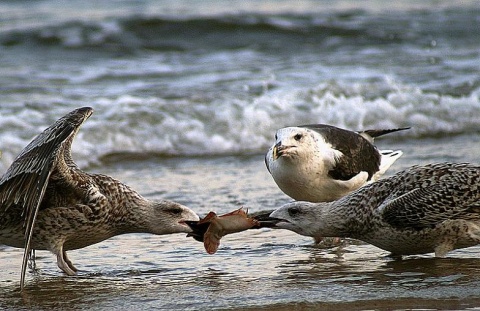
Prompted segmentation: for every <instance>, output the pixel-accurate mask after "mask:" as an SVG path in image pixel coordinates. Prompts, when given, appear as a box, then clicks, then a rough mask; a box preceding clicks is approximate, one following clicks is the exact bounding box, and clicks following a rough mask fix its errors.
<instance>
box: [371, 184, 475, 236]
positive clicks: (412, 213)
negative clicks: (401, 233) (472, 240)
mask: <svg viewBox="0 0 480 311" xmlns="http://www.w3.org/2000/svg"><path fill="white" fill-rule="evenodd" d="M475 181H476V183H477V184H478V182H479V178H478V177H477V178H475ZM477 184H475V185H472V184H470V183H469V182H468V180H467V179H465V180H464V181H458V182H456V183H451V184H446V183H439V184H437V185H432V186H428V187H424V188H415V189H413V190H411V191H409V192H407V193H405V194H403V195H401V196H399V197H398V198H395V199H393V200H390V201H388V202H387V203H386V204H384V205H382V206H380V207H379V210H380V211H381V212H382V216H383V219H384V220H385V221H386V222H387V223H389V224H390V225H392V226H393V227H397V228H415V229H423V228H428V227H433V226H435V225H437V224H439V223H441V222H443V221H445V220H448V219H472V218H476V219H480V190H479V189H478V188H477Z"/></svg>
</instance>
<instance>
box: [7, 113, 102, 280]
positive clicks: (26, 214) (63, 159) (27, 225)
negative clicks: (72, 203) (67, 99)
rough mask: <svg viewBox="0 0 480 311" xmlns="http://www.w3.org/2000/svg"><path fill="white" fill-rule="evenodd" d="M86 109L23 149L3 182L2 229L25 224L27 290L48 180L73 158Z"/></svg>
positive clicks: (25, 249) (8, 171)
mask: <svg viewBox="0 0 480 311" xmlns="http://www.w3.org/2000/svg"><path fill="white" fill-rule="evenodd" d="M92 112H93V109H92V108H90V107H84V108H79V109H76V110H74V111H72V112H70V113H69V114H67V115H65V116H64V117H62V118H61V119H59V120H58V121H57V122H55V123H54V124H53V125H51V126H50V127H48V128H47V129H46V130H45V131H43V132H42V133H41V134H39V135H38V136H37V137H36V138H34V139H33V141H32V142H31V143H30V144H28V145H27V147H25V149H23V151H22V152H21V153H20V154H19V155H18V157H17V158H16V159H15V160H14V161H13V163H12V165H11V166H10V167H9V169H8V170H7V172H6V173H5V174H4V175H3V177H2V178H1V180H0V215H1V216H2V219H3V220H2V221H1V222H0V225H2V226H15V225H19V224H20V223H21V222H23V226H24V228H25V250H24V256H23V264H22V274H21V283H20V286H21V288H23V284H24V279H25V270H26V264H27V260H28V254H29V253H30V249H31V245H30V244H31V243H30V242H31V239H32V232H33V228H34V225H35V219H36V216H37V213H38V209H39V207H40V204H41V202H42V199H43V196H44V194H45V190H46V188H47V185H48V179H49V178H50V175H51V174H52V172H53V171H54V169H55V167H56V165H57V163H59V162H61V163H65V161H66V160H68V159H70V152H71V150H70V146H71V142H72V140H73V138H74V136H75V134H76V133H77V132H78V129H79V127H80V125H81V124H82V123H83V122H84V121H85V120H86V119H87V118H88V117H89V116H90V115H91V114H92Z"/></svg>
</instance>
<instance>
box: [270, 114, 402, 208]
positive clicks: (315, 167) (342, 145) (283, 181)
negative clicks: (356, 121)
mask: <svg viewBox="0 0 480 311" xmlns="http://www.w3.org/2000/svg"><path fill="white" fill-rule="evenodd" d="M406 129H408V128H398V129H387V130H367V131H363V132H354V131H349V130H345V129H341V128H338V127H335V126H331V125H325V124H312V125H303V126H297V127H285V128H281V129H279V130H278V131H277V132H276V134H275V143H274V144H273V145H272V146H271V147H270V149H269V150H268V152H267V154H266V156H265V164H266V166H267V169H268V171H269V172H270V174H271V175H272V177H273V179H274V181H275V182H276V184H277V185H278V187H279V188H280V189H281V190H282V191H283V192H284V193H285V194H287V195H288V196H290V197H292V198H293V199H295V200H302V201H310V202H328V201H333V200H337V199H339V198H341V197H342V196H344V195H346V194H348V193H350V192H352V191H354V190H356V189H358V188H360V187H361V186H363V185H365V184H366V183H368V182H371V181H375V180H378V178H379V177H380V176H381V175H383V174H384V173H385V171H386V170H387V169H388V168H389V167H390V166H391V165H392V164H393V163H394V162H395V161H396V160H397V159H398V158H399V157H400V156H401V155H402V154H403V153H402V152H401V151H391V150H385V151H379V150H377V148H376V147H375V146H374V144H373V140H374V138H376V137H379V136H381V135H385V134H388V133H392V132H397V131H401V130H406Z"/></svg>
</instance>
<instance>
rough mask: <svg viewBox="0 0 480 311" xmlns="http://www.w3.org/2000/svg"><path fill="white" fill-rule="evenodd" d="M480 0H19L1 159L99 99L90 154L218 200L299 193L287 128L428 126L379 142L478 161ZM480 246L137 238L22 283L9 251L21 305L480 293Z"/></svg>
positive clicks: (71, 308) (173, 308) (11, 297)
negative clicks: (75, 108) (284, 166)
mask: <svg viewBox="0 0 480 311" xmlns="http://www.w3.org/2000/svg"><path fill="white" fill-rule="evenodd" d="M479 29H480V4H479V2H478V1H457V2H451V1H441V0H440V1H423V2H418V1H400V2H398V3H386V2H384V1H374V0H371V1H353V0H349V1H347V0H340V1H327V0H317V1H314V0H311V1H307V0H299V1H253V0H252V1H235V2H233V1H186V0H184V1H181V0H180V1H153V0H137V1H134V0H132V1H126V0H125V1H103V0H101V1H75V2H74V1H53V0H44V1H27V0H23V1H22V0H20V1H2V2H1V3H0V59H1V61H2V65H1V70H0V142H1V144H0V150H1V151H2V157H1V159H0V169H1V170H2V172H3V171H5V170H6V169H7V168H8V166H9V165H10V163H11V162H12V161H13V159H14V158H15V156H16V155H17V154H18V153H19V152H20V150H21V149H22V148H23V147H25V146H26V144H27V143H28V142H29V141H30V140H31V139H32V138H33V137H34V136H35V135H37V134H38V133H39V132H40V131H42V130H43V129H44V128H45V127H47V126H48V125H50V124H51V123H52V122H54V121H55V120H56V119H58V118H59V117H61V116H62V115H64V114H65V113H67V112H69V111H70V110H73V109H74V108H77V107H80V106H92V107H93V108H94V109H95V113H94V115H93V116H92V117H91V118H90V119H89V120H88V121H87V122H86V123H85V125H84V126H83V127H82V130H81V131H80V133H79V135H78V137H77V138H76V140H75V143H74V146H73V151H74V158H75V160H76V161H77V162H78V163H79V164H80V165H81V167H82V168H84V169H86V170H89V171H94V172H101V173H106V174H110V175H113V176H114V177H116V178H118V179H120V180H122V181H124V182H126V183H127V184H129V185H131V186H133V187H134V188H136V189H137V190H139V192H141V193H142V194H144V195H145V196H147V197H149V198H168V199H172V200H176V201H179V202H181V203H183V204H186V205H188V206H190V207H191V208H193V209H194V210H195V211H197V212H198V213H199V214H200V215H202V214H205V213H207V212H208V211H210V210H215V211H217V212H219V213H223V212H228V211H231V210H233V209H236V208H238V207H240V206H245V207H248V208H250V210H251V211H256V210H260V209H267V208H268V209H270V208H275V207H278V206H280V205H281V204H283V203H286V202H288V201H289V200H290V199H289V198H288V197H287V196H286V195H284V194H283V193H282V192H281V191H280V190H279V189H278V188H277V187H276V185H275V184H274V182H273V180H272V179H271V177H270V176H269V175H268V172H267V171H266V169H265V167H264V163H263V154H264V153H265V152H266V150H267V149H268V147H269V146H270V145H271V144H272V143H273V136H274V132H275V130H276V129H278V128H280V127H284V126H289V125H298V124H307V123H328V124H332V125H336V126H340V127H344V128H348V129H352V130H362V129H370V128H393V127H403V126H411V127H412V128H411V129H410V130H409V131H405V132H402V133H398V134H392V135H390V136H389V137H388V136H386V137H385V138H381V139H378V140H377V141H376V142H377V145H378V146H379V148H381V149H401V150H403V151H404V153H405V154H404V156H403V157H402V158H400V160H399V161H397V163H396V164H395V165H394V166H393V167H392V168H391V171H390V172H389V174H392V173H394V172H395V171H398V170H400V169H403V168H406V167H408V166H410V165H413V164H420V163H428V162H435V161H470V162H478V150H479V146H480V137H479V135H478V124H479V121H480V101H479V94H480V75H479V72H480V35H479ZM478 251H479V249H478V248H477V247H474V248H470V249H466V250H460V251H456V252H453V253H452V255H451V256H449V257H450V258H449V259H446V260H436V259H433V258H431V256H428V255H427V256H418V257H413V258H410V257H409V259H407V260H404V261H401V262H396V261H392V260H390V259H386V258H384V256H385V255H386V253H385V252H383V251H381V250H378V249H376V248H374V247H372V246H369V245H364V244H363V243H356V242H355V243H352V245H349V246H347V247H345V248H344V249H343V250H340V251H339V250H337V249H333V250H325V249H321V248H316V247H313V246H312V241H311V240H310V239H308V238H304V237H300V236H298V235H295V234H293V233H291V232H283V231H272V230H266V229H265V230H259V231H252V230H250V231H247V232H243V233H240V234H237V235H232V236H228V237H226V238H224V239H223V240H222V245H221V247H220V250H219V251H218V252H217V254H215V255H213V256H211V255H207V254H206V253H205V251H204V250H203V246H202V244H200V243H197V242H195V241H193V240H191V239H185V237H184V236H183V235H174V236H166V237H152V236H146V235H128V236H122V237H117V238H114V239H112V240H109V241H106V242H103V243H100V244H98V245H94V246H91V247H89V248H86V249H83V250H78V251H73V252H71V254H70V256H71V258H72V260H73V261H74V262H75V263H76V264H77V266H78V267H79V268H80V269H81V272H80V274H79V276H77V277H74V278H68V277H65V276H63V275H62V274H61V273H60V271H59V270H58V268H57V267H56V264H55V262H54V257H53V256H52V255H51V254H49V253H47V252H37V256H39V258H38V260H37V265H38V268H39V271H38V273H35V274H29V275H28V278H27V280H28V281H27V284H28V291H27V294H26V295H23V296H20V295H19V293H18V291H17V289H18V280H19V271H20V265H21V255H22V252H21V250H15V249H12V248H6V247H0V261H1V263H2V269H1V271H0V308H4V309H10V308H11V309H29V308H32V307H34V308H36V309H49V308H52V307H60V308H64V309H66V308H71V309H97V310H101V309H111V308H119V307H122V308H124V309H135V310H137V309H138V308H139V307H141V308H157V309H170V310H173V309H183V310H185V309H213V308H215V309H242V308H265V309H268V308H277V309H278V308H281V307H285V308H286V309H295V308H297V309H302V308H306V307H318V308H331V309H335V308H337V309H342V310H343V309H345V308H350V309H382V308H383V309H395V308H400V309H401V308H403V309H405V308H416V307H418V308H437V309H452V310H453V309H467V308H475V307H479V306H480V303H479V302H478V300H479V299H480V295H479V294H478V288H479V283H478V280H477V278H475V275H478V272H479V264H480V262H478V260H477V258H478Z"/></svg>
■ ■ ■ ■ ■
Please reproduce, exactly as they appear above, the lines from the line containing "positive clicks: (26, 214)" up to and including the line containing "109L23 149L3 182L2".

- Reply to the exercise
positive clicks: (26, 214) (63, 159) (27, 225)
negative clicks: (72, 203) (67, 99)
rough mask: <svg viewBox="0 0 480 311" xmlns="http://www.w3.org/2000/svg"><path fill="white" fill-rule="evenodd" d="M86 109L23 149L3 182L2 229L25 224L27 290L48 180L73 158Z"/></svg>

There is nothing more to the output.